EXERCICE PROPOSÉ: Pourriez-vous reproduire mot pour mot l'ensemble des données qui suivent ?
++++
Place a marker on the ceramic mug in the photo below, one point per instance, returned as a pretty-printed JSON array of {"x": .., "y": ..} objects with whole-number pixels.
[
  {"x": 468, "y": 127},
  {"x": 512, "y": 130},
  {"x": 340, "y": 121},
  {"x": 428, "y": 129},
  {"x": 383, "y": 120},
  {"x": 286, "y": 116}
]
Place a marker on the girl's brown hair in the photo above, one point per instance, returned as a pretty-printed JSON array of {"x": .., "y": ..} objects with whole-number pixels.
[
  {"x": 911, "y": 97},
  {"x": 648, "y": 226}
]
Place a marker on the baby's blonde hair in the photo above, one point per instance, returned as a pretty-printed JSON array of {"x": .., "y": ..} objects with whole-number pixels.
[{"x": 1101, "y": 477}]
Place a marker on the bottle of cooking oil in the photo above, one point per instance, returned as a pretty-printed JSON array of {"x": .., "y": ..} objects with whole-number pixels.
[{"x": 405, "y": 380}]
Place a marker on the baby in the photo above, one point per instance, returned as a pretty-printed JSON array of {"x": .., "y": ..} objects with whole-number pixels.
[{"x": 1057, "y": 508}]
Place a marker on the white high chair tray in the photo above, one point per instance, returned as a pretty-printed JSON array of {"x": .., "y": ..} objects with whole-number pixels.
++++
CORRIGÉ CI-DESSOUS:
Place a marker on the ceramic mug in the photo below, one point per instance, returned as a pretty-printed JSON array of {"x": .., "y": ..} objects with whole-number pixels.
[
  {"x": 468, "y": 127},
  {"x": 512, "y": 130},
  {"x": 340, "y": 121},
  {"x": 428, "y": 129},
  {"x": 383, "y": 120},
  {"x": 286, "y": 116}
]
Place a marker on the girl's brown hair in the photo above, one point per instance, returned as a pretty-printed JSON array of {"x": .., "y": ..} objects with whole-number pixels.
[
  {"x": 911, "y": 97},
  {"x": 648, "y": 226}
]
Place a marker on the baby's blonde hair in the photo above, one point per instance, returned as a pretty-printed JSON array of {"x": .., "y": ..} objects with whole-number pixels.
[{"x": 1101, "y": 477}]
Place a marker on the bottle of cooking oil in the photo above, one point per instance, returned as a pretty-printed JSON array of {"x": .., "y": ..} objects with whole-number pixels.
[{"x": 405, "y": 380}]
Place a marker on the baby in the photo above, one point per instance, returned as a pretty-printed JSON array of {"x": .., "y": ..} objects with whole-number pixels.
[{"x": 1057, "y": 508}]
Place a marker on the white high chair tray in the photo above, one point per instance, returned as a pretty-printed JSON array of {"x": .., "y": ..} objects with whole-number pixels.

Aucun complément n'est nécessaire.